Segment Open
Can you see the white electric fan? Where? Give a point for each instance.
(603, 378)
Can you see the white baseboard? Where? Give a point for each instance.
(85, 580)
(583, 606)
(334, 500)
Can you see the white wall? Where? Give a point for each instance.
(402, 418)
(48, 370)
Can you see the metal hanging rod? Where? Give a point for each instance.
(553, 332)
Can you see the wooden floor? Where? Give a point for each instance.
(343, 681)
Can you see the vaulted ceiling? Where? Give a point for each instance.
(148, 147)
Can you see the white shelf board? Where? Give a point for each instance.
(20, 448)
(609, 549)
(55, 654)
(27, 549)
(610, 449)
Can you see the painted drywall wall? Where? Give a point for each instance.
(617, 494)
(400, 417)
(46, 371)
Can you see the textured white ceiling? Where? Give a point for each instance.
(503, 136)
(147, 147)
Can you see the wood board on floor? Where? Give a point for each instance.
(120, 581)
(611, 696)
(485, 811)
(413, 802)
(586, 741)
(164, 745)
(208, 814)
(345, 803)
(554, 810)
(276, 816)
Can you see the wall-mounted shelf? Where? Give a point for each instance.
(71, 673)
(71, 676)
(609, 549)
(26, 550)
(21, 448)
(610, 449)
Segment Closed
ABOUT THIS EXERCISE => Each line of the material is to be returned precisely as written.

PROBLEM SOLUTION =>
Can you see the white electric fan? Where? Give a point for each instance.
(603, 378)
Can you see the white baseboard? Where? Give a point for each instance.
(85, 580)
(583, 606)
(334, 500)
Can you see the white wall? Where? Give a point for each instance.
(402, 418)
(48, 370)
Can you see the metal hanging rod? Where? Give a point for each instance.
(553, 332)
Can you see the wooden floor? Where? Give a point for each instance.
(343, 681)
Can you see the vaulted ceiling? Where? Give a point for each instance.
(148, 147)
Can you see the white shelf board? Where? Give a point for each instance.
(20, 448)
(609, 549)
(55, 654)
(27, 549)
(610, 449)
Can you see the painted drywall wall? Where? Give a point for each instance.
(617, 494)
(400, 417)
(46, 371)
Can you see the textured white ceiling? Where? Give a point for each instance.
(503, 136)
(147, 147)
Can you see the wood board on floor? Where? Give a point for each instance.
(120, 581)
(611, 696)
(485, 811)
(413, 802)
(586, 741)
(164, 745)
(208, 814)
(345, 803)
(554, 810)
(276, 816)
Can you see the wall-mounted shelf? Where? Give a point for each instance.
(71, 673)
(71, 676)
(609, 549)
(26, 550)
(21, 448)
(610, 449)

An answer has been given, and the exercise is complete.